=== Section Start ===

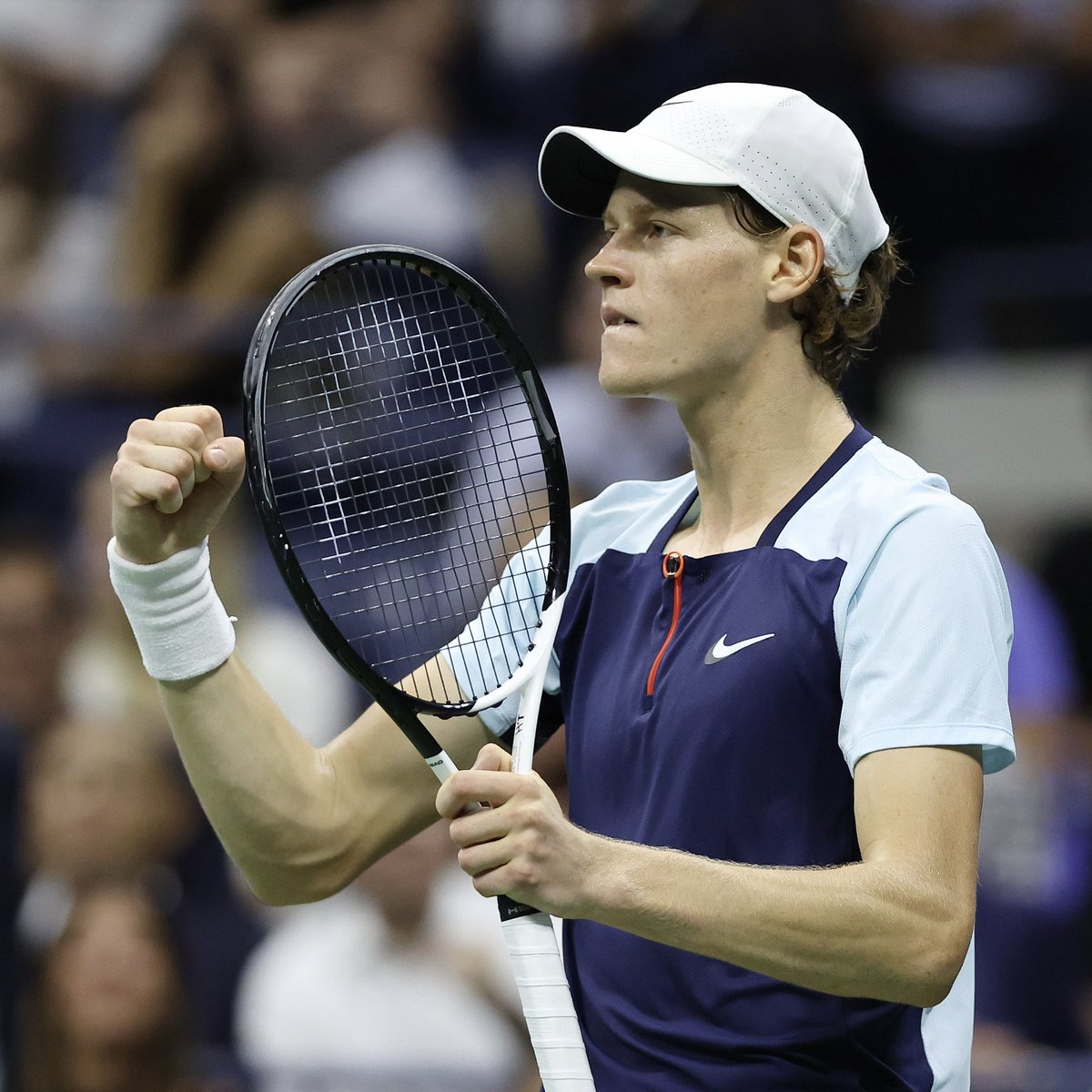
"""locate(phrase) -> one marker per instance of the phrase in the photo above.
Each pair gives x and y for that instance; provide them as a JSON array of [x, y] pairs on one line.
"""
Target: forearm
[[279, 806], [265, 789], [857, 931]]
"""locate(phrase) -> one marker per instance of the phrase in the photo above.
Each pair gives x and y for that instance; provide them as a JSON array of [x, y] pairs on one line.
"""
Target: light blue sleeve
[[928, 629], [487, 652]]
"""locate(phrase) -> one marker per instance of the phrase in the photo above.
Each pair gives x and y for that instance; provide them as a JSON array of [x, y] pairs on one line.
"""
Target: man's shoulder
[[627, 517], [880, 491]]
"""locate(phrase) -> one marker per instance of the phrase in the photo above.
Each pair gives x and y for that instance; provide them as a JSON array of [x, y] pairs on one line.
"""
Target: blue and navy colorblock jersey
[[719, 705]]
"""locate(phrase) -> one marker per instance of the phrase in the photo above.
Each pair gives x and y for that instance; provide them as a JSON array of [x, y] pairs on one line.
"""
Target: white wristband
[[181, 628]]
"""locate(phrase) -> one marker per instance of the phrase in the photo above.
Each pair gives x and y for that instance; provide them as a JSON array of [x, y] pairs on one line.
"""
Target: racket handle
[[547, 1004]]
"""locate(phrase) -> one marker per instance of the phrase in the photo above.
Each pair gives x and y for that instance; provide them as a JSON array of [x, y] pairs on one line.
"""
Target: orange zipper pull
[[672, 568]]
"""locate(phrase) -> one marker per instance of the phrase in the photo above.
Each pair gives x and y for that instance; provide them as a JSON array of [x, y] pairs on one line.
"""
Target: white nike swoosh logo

=== Section End ===

• Work required
Exactly the lines from the one holding "Target: orange zipper pull" to the final line of the listing, both included, must make up the answer.

• Task solution
Target: orange zipper pull
[[672, 568]]
"""locate(phrase) -> one marker per instance of the phrase in the photo above.
Each pair gives x and y for that instance; provide them as a JSON array of [x, y] pairs on one line.
"""
Target: white nike swoosh logo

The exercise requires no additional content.